▶ **EXERCISE INSTRUCTIONS**: Present the rows as a numbered list with blank lines left out, starting at the line that contains "Can you find the roadside" and ending at the last row, both included.

▶ **WORKING DATA**:
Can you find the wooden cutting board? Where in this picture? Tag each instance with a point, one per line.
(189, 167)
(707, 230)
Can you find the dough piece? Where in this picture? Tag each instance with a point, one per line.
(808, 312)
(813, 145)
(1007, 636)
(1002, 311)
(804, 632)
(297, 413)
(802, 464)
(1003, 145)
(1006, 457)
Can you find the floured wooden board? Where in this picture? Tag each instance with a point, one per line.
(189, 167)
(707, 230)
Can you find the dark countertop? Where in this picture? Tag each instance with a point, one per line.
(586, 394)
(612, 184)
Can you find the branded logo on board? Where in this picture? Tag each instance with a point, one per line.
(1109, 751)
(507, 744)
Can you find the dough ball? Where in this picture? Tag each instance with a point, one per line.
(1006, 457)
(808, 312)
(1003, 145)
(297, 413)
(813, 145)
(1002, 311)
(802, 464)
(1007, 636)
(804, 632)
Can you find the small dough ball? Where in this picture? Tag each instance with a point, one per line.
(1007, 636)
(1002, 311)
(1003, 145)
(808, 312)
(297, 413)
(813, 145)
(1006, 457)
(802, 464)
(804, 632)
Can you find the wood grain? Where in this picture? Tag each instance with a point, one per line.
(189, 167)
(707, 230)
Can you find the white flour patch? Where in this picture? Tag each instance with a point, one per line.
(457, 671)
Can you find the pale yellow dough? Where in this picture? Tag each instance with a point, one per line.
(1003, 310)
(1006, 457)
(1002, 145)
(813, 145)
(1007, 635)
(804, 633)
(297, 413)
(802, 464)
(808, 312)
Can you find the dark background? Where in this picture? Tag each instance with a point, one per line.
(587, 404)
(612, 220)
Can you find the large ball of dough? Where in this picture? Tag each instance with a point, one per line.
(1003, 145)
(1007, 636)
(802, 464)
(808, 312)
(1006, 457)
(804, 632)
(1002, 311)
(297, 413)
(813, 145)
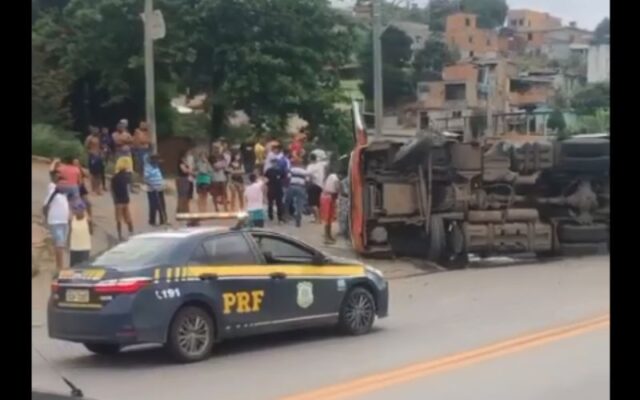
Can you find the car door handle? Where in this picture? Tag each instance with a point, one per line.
(208, 277)
(278, 275)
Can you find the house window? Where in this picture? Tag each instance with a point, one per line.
(455, 91)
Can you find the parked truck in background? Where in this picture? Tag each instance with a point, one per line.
(439, 197)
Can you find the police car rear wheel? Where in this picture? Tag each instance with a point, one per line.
(191, 335)
(103, 349)
(358, 312)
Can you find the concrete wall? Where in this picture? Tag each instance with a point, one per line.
(598, 63)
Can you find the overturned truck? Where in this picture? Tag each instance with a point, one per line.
(435, 196)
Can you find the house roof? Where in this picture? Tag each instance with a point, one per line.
(412, 29)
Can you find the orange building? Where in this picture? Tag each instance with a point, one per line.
(462, 33)
(531, 20)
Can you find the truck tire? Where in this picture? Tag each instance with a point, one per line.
(358, 312)
(103, 349)
(573, 233)
(437, 239)
(585, 148)
(585, 164)
(583, 249)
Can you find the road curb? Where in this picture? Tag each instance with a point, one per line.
(169, 188)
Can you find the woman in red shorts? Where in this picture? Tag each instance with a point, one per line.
(328, 200)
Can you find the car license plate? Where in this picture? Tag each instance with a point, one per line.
(77, 296)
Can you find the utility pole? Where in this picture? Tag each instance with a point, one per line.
(150, 92)
(489, 81)
(376, 11)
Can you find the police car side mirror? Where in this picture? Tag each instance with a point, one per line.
(317, 259)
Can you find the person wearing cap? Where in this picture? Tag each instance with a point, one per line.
(120, 193)
(80, 231)
(155, 190)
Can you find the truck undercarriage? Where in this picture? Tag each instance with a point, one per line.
(439, 198)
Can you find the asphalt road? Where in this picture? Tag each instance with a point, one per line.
(485, 318)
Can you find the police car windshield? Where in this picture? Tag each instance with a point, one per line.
(137, 252)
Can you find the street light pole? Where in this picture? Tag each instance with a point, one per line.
(150, 93)
(377, 65)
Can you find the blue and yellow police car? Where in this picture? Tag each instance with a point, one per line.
(190, 288)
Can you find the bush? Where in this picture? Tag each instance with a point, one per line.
(49, 141)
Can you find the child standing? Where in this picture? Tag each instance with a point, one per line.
(80, 231)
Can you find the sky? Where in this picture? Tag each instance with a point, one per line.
(587, 13)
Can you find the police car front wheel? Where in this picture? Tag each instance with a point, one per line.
(358, 312)
(191, 335)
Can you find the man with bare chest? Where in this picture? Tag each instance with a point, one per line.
(122, 141)
(96, 162)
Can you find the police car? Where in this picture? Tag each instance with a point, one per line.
(191, 288)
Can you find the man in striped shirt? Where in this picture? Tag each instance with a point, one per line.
(155, 190)
(297, 190)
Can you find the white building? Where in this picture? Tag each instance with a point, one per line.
(598, 62)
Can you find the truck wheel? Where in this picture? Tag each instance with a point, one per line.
(357, 313)
(585, 147)
(458, 257)
(191, 335)
(583, 249)
(437, 239)
(585, 164)
(103, 349)
(573, 233)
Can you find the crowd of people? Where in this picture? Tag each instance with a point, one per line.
(260, 176)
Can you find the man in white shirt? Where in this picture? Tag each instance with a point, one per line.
(254, 199)
(56, 211)
(297, 190)
(328, 200)
(316, 170)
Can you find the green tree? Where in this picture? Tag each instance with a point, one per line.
(432, 58)
(556, 121)
(396, 54)
(270, 58)
(438, 10)
(602, 32)
(491, 13)
(591, 98)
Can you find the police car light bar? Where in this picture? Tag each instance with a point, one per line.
(211, 216)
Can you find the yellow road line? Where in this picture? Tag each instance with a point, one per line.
(393, 377)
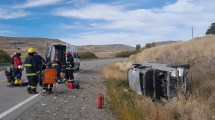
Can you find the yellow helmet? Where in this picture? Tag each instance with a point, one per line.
(31, 50)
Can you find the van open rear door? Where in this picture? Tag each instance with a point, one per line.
(57, 51)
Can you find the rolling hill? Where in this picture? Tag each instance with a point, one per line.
(12, 44)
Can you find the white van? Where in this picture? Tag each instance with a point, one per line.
(58, 51)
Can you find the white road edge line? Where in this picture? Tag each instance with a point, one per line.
(17, 106)
(32, 97)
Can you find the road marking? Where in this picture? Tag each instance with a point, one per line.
(2, 80)
(32, 97)
(17, 106)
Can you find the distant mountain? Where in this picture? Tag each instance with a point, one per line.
(12, 44)
(165, 42)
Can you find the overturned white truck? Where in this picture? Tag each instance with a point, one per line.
(157, 80)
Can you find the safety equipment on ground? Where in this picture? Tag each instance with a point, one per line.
(49, 64)
(20, 67)
(14, 53)
(17, 82)
(100, 101)
(31, 50)
(76, 84)
(68, 53)
(70, 84)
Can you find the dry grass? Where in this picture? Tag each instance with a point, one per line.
(105, 54)
(199, 103)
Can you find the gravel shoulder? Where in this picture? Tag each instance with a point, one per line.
(73, 104)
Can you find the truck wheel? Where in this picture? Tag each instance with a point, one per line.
(77, 68)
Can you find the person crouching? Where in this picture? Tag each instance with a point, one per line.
(10, 77)
(48, 87)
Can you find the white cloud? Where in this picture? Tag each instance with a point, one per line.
(37, 3)
(11, 13)
(170, 22)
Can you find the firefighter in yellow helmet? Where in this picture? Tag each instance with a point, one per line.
(31, 71)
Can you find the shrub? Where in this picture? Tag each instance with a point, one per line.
(4, 56)
(87, 55)
(126, 53)
(198, 102)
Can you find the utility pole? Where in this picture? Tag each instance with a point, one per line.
(192, 30)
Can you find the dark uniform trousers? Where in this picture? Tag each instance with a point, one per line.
(32, 83)
(69, 74)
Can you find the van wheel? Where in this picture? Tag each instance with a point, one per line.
(77, 68)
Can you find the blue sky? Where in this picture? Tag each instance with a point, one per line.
(99, 22)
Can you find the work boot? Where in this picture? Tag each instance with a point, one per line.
(29, 90)
(34, 91)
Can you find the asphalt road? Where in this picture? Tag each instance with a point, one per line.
(15, 103)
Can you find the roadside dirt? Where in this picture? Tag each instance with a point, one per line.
(73, 104)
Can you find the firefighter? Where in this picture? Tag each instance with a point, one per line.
(17, 67)
(31, 71)
(56, 66)
(46, 88)
(41, 63)
(9, 75)
(69, 66)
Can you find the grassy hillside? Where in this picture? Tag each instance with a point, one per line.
(11, 44)
(104, 51)
(198, 104)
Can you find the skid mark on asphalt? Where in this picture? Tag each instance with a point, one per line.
(17, 106)
(2, 81)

▶ **FINAL RESULT**:
1. Can you find the roadside dirt? Where in this picture? Tag each instance with a point, one per line.
2. (73, 104)
3. Can you find the firefighter? Where in this picture? Tag each instance with a point, one per line.
4. (17, 67)
5. (31, 71)
6. (56, 66)
7. (46, 88)
8. (41, 63)
9. (9, 75)
10. (69, 66)
11. Can you find the grassy hillside? Where in this picture? Tag each instance with a point, one per line.
12. (11, 44)
13. (104, 51)
14. (198, 104)
15. Can you find the skid mark on asphalt? Where in this picture? Tag each instance with a point, one per line.
16. (17, 106)
17. (2, 81)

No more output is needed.